── EXTRACTED INFORMATION ──

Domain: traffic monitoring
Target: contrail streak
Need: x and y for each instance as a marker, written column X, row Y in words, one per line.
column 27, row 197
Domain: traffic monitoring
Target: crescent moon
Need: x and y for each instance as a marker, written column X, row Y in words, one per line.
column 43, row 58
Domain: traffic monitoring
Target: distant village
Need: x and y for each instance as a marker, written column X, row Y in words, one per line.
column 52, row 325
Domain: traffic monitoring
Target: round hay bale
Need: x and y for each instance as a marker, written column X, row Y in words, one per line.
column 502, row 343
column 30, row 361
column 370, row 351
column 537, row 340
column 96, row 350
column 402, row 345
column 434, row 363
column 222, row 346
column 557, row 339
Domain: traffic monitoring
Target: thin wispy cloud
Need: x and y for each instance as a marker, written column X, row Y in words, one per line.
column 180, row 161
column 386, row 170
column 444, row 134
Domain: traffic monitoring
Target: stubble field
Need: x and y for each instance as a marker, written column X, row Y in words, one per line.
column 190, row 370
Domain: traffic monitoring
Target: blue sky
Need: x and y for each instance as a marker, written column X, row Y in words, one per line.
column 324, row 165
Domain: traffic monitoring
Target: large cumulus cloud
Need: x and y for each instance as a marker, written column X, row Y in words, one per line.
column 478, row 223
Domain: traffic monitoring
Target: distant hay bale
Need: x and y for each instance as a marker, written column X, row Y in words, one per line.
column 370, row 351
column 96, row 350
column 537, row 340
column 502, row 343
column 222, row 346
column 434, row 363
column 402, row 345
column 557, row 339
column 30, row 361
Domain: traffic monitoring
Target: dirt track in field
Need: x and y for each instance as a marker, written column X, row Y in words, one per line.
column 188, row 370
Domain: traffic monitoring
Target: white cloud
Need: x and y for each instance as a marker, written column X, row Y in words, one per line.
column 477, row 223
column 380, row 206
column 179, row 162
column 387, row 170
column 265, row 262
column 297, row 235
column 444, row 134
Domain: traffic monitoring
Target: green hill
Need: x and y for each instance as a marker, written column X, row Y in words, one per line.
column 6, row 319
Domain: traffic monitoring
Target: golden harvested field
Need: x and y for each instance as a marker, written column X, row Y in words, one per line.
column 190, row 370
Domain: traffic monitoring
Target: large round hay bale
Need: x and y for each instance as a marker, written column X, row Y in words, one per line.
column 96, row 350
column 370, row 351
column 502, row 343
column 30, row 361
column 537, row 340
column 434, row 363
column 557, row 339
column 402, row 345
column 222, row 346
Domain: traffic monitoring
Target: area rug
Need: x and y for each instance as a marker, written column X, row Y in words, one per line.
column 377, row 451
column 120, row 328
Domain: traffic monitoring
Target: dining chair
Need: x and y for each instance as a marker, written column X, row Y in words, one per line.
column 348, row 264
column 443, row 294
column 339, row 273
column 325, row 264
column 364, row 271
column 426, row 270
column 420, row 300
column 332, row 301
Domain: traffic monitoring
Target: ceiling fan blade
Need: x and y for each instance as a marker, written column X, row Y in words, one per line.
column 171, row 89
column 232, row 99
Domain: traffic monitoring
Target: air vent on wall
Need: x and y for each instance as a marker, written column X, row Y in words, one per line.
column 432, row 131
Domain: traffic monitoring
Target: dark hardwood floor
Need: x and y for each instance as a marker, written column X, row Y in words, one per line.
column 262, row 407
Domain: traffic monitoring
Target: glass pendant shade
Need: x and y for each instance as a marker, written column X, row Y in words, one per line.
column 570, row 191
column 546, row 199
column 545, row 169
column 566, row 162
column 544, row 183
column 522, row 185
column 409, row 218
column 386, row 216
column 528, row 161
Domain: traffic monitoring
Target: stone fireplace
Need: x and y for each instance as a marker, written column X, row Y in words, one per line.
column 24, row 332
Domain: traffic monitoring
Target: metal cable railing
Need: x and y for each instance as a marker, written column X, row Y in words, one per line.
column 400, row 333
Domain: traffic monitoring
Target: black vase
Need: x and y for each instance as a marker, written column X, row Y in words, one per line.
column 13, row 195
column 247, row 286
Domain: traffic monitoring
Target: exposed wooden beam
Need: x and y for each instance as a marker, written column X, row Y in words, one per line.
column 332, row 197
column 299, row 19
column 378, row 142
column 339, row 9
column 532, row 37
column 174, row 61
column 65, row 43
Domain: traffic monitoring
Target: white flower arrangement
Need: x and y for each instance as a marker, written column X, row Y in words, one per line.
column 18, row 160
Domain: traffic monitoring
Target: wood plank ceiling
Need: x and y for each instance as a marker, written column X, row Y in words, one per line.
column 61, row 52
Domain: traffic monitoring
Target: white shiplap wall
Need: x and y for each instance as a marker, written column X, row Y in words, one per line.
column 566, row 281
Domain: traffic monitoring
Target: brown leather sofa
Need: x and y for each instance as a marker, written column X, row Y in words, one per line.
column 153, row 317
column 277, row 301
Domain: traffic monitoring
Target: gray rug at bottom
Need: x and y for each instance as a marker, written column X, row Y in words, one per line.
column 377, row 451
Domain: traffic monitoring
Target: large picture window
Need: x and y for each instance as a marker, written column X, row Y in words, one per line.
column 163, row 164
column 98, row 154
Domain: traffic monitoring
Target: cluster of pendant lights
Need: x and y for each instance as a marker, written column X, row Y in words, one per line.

───

→ **EXERCISE DETAILS**
Above are the records; please copy exactly their first line and each line after it through the line containing "Target: blue sky", and no line after that.

→ **ANSWER TO THIS EXERCISE**
Domain: traffic monitoring
Target: contrail streak
Need: x and y for each instance as a marker, written column X, row Y in words, one per line.
column 27, row 197
Domain: traffic monitoring
Target: crescent moon
Need: x and y for each instance as a marker, written column X, row Y in words, one per line.
column 43, row 58
Domain: traffic monitoring
Target: distant village
Need: x and y for each instance as a marker, written column X, row Y in words, one per line.
column 52, row 325
Domain: traffic monitoring
Target: round hay bale
Need: x and y for each instance as a marker, written column X, row Y in words, one per line.
column 502, row 343
column 30, row 361
column 370, row 351
column 537, row 340
column 96, row 350
column 402, row 345
column 434, row 363
column 222, row 346
column 557, row 339
Domain: traffic monitoring
Target: thin wispy cloud
Need: x and y for each instance as a marker, written column X, row Y in words, one per line.
column 180, row 161
column 386, row 170
column 444, row 134
Domain: traffic monitoring
Target: stubble field
Need: x and y for each instance as a marker, written column X, row Y in words, one per line.
column 190, row 370
Domain: traffic monitoring
Target: blue sky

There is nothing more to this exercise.